§ **SET EXERCISE**
Report every line in the data below that contains the word "clearing", copying each such line in full.

§ **MATERIAL PROVIDED**

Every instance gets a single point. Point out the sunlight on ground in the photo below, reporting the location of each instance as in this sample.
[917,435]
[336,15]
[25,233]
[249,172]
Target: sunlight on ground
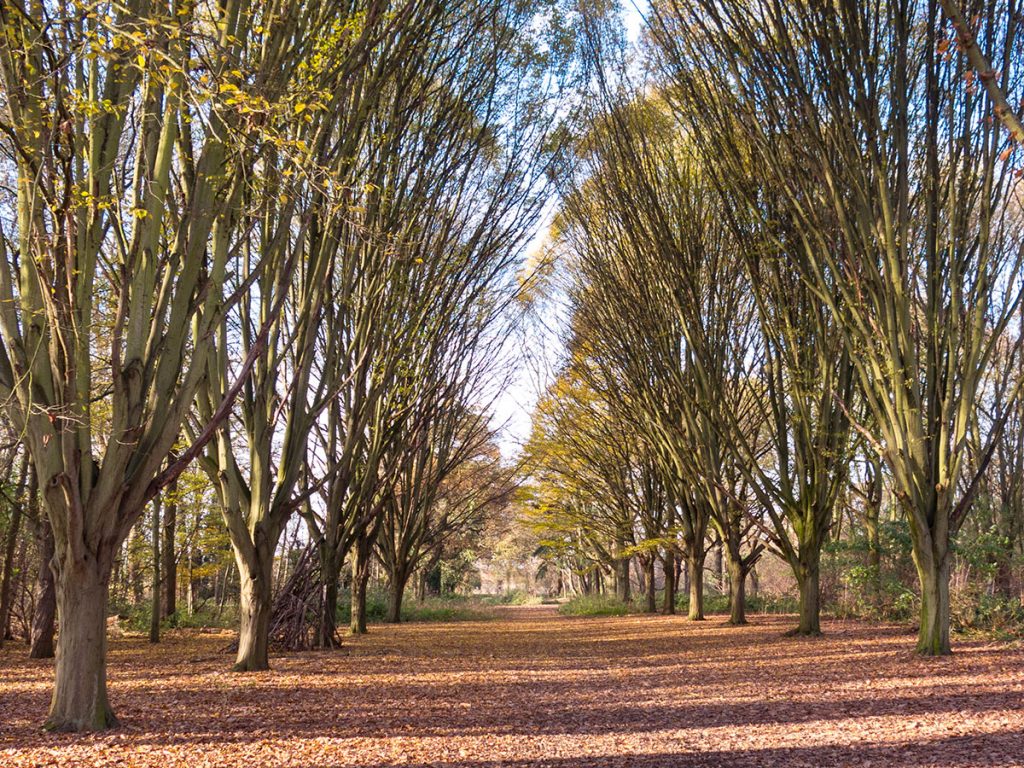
[538,689]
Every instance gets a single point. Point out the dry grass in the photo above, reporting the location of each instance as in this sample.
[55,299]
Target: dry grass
[537,689]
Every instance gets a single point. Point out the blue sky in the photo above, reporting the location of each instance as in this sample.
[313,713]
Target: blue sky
[541,352]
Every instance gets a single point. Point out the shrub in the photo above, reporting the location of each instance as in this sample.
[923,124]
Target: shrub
[594,605]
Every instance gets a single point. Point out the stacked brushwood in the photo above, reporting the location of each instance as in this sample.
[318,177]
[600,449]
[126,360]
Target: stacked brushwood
[295,619]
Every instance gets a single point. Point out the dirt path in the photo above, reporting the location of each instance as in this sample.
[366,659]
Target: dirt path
[536,689]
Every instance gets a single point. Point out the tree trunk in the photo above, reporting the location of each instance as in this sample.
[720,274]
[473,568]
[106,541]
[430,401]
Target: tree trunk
[623,592]
[170,569]
[933,635]
[737,588]
[717,566]
[808,579]
[329,612]
[155,611]
[694,570]
[79,701]
[6,594]
[255,608]
[396,590]
[46,597]
[360,574]
[651,566]
[669,604]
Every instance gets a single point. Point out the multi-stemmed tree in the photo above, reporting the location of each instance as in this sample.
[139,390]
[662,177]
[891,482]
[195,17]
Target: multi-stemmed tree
[868,124]
[132,132]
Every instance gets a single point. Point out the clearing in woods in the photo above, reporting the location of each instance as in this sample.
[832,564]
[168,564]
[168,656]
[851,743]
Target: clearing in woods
[532,688]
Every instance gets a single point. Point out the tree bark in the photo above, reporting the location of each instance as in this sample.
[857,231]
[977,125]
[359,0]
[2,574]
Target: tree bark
[255,608]
[80,701]
[694,569]
[623,591]
[46,597]
[329,611]
[360,574]
[737,587]
[933,635]
[810,591]
[669,563]
[651,567]
[8,566]
[6,594]
[396,590]
[170,569]
[155,609]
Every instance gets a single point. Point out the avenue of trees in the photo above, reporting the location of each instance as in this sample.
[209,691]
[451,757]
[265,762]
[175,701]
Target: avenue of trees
[272,244]
[793,242]
[262,272]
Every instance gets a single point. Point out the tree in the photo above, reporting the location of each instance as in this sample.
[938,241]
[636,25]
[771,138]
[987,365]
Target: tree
[913,249]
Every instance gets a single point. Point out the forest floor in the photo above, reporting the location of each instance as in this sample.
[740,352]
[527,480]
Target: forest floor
[532,688]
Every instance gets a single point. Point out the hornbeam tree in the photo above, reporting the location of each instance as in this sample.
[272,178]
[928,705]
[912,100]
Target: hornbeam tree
[868,122]
[131,130]
[288,253]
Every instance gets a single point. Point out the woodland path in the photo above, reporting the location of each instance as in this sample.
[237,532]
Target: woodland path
[532,688]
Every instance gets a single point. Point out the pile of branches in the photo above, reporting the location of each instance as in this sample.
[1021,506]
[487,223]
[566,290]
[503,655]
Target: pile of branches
[295,617]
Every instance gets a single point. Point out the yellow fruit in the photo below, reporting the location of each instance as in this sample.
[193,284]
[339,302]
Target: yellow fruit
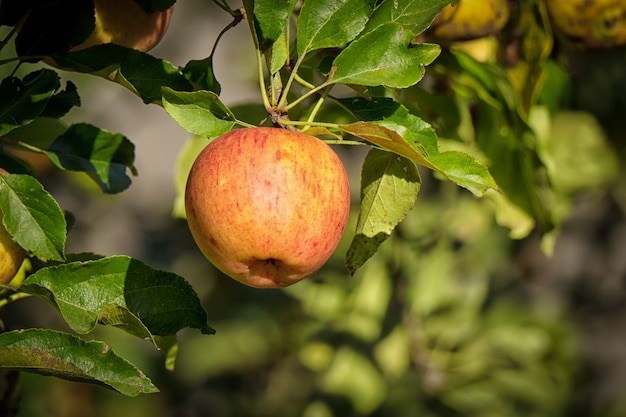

§ **EXERCISE RESPONSE**
Every instance gets a single point. Point out the clearing in woods in the photo above, reporting the location of each instance as in this sample.
Target: clearing in woods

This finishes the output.